EXERCISE GOAL - Rewrite the rows starting at the line containing "Target: boy's hand holding medal" and ending at the last row, renaming "instance" to "occurrence" and leaving everything else as it is.

THE INPUT -

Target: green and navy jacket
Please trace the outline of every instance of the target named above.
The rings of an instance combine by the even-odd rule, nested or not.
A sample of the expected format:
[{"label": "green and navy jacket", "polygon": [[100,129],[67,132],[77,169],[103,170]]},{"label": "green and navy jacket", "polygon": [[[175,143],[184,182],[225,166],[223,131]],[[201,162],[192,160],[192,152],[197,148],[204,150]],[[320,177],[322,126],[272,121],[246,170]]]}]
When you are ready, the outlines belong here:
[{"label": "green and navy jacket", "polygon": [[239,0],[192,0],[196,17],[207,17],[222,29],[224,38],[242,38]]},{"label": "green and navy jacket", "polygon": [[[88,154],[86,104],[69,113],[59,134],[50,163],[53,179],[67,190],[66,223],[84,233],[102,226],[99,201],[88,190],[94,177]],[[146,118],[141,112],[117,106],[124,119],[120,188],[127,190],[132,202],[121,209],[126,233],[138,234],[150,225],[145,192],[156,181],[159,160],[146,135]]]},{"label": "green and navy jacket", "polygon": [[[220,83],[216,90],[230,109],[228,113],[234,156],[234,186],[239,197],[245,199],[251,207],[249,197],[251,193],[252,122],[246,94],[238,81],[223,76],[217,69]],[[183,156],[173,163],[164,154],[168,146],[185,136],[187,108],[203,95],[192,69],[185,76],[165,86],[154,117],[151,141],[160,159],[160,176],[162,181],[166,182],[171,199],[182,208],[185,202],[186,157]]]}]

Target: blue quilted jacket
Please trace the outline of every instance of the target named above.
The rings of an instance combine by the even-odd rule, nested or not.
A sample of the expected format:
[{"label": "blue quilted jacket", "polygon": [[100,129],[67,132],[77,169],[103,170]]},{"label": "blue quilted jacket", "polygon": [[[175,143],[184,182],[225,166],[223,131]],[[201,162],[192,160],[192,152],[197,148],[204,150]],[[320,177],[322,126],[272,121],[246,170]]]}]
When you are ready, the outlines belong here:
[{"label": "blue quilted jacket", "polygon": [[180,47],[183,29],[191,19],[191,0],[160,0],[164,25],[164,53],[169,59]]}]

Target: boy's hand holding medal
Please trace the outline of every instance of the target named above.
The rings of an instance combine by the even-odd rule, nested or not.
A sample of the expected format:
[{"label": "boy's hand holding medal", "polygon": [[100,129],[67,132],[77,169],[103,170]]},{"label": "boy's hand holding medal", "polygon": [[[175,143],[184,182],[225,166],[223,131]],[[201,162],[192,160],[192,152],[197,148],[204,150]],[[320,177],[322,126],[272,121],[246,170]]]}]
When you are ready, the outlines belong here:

REPLY TO THE EXERCISE -
Target: boy's hand holding medal
Please trace the outline of every occurrence of the target named above.
The rings of an occurrence combine by the even-odd rule, nested or not.
A sample of the expected format:
[{"label": "boy's hand holding medal", "polygon": [[100,129],[67,132],[77,169],[103,170]]},{"label": "boy's hand holding medal", "polygon": [[[175,143],[184,182],[225,166],[223,131]],[[201,162],[192,160],[192,152],[197,148],[204,150]],[[320,177],[322,126],[272,121],[246,170]]]}]
When you are ready, the outlines belong here:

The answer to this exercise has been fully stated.